● Source text
-- Opening Marker --
But that’s a general feeling – not really that personal to me. And I am of course shocked when I hear of someone spitting on drivers!
But to check my own feelings, I asked myself – how do I feel about actually getting on a bus? And getting near to the driver? And wondering whether he or she have been exposed today to anyone who has the virus? Does that keep me from getting on the bus? Does it make me less friendly to the driver?
I find it worth questioning myself about these things – working out if my ‘global’ feeling of good will to bus drivers actually translates to the way I act – because of course that is what we all need to do. Now and always, of course.
In an interview, Liz gave a wonderful example of how looking at the problem from the person’s point of view brought about change when traditional methods had not. We reported on this in the December 2016 AITPM newsletter.
3 Freight
The freight industry has always, quite rightly, said that it is the backbone of industry in this country; it carries the economy of our nation!
One of the positive things to come out from the COVID-19 pandemic was a greater recognition of the wide range of people who work in the freight industry; not just truck drivers but schedulers, administrators, vehicle sales and maintenance and so on.
-- Closing Marker --
● Data extracts
-- Opening Marker --
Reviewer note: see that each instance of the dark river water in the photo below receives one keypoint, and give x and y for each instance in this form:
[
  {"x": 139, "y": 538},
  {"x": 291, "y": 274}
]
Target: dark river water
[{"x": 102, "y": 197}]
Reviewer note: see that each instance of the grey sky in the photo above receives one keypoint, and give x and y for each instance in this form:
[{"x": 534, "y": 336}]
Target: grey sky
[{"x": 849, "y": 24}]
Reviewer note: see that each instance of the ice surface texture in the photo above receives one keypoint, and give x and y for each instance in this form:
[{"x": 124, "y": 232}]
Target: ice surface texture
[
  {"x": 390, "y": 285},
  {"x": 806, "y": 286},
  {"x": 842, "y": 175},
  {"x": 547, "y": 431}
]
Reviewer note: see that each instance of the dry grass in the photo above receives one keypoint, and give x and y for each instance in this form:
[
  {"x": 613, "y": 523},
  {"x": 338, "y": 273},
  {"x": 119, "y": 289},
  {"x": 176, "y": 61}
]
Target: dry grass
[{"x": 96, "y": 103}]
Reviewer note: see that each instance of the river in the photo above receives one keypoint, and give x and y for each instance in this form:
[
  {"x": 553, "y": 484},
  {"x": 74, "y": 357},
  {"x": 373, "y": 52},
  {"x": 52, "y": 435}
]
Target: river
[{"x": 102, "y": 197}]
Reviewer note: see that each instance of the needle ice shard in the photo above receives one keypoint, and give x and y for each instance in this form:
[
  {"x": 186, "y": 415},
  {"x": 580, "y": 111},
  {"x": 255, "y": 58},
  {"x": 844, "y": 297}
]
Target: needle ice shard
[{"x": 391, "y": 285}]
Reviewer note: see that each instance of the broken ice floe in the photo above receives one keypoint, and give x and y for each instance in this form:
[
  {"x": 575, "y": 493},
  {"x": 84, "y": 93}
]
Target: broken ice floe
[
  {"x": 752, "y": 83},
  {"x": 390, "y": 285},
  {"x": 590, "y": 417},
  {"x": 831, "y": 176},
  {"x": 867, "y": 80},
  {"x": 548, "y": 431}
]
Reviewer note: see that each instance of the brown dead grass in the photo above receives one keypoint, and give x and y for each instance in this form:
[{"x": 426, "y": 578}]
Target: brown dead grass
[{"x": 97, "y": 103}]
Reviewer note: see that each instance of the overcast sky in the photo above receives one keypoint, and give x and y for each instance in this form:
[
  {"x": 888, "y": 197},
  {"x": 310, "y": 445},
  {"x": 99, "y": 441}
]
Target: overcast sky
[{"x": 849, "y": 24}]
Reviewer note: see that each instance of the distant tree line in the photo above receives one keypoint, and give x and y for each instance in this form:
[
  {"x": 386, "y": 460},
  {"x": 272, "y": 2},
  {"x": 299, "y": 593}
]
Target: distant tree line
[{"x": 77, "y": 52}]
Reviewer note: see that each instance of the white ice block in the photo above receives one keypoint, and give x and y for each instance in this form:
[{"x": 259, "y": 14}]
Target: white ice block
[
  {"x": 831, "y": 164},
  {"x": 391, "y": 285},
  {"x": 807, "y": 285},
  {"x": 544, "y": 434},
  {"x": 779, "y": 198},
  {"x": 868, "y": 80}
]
-- Closing Marker --
● What the task requires
Extend the text about transport workers during the COVID-19 pandemic, beginning right after its final sentence. The lines are separate material, unrelated to the text about transport workers during the COVID-19 pandemic.

● Reply
3.1 Industry’s response
The industry has responded to COVID-19 with measures such as sanitising at depots. But some actions from service providers have had a very negative affect. The closure of toilets and showers at truck stops creates enormous impositions.
The freight industry continues to campaign in these areas.
The government has frozen the Road User Charge, which is set to recover the heavy vehicle share of road maintenance and improvements. It will stay at 25.8 cents per litre for diesel in 2020-21 instead of increasing by the scheduled 2.5 per cent.
The government has also implemented an Instant Asset Write Off which, at the time of writing, is due to expire on 30 June 2020. The industry wants an extension.
3.2 Pollution Implications
These measures have obvious implications for the financial performance of an industry that in part is struggling. But transport planners should become involved in addressing other implications. Not indexing the price of fuel reduces, to some extent, the encouragement to purchase more fuel efficient and less polluting vehicles, where as asset depreciation enhances that direction.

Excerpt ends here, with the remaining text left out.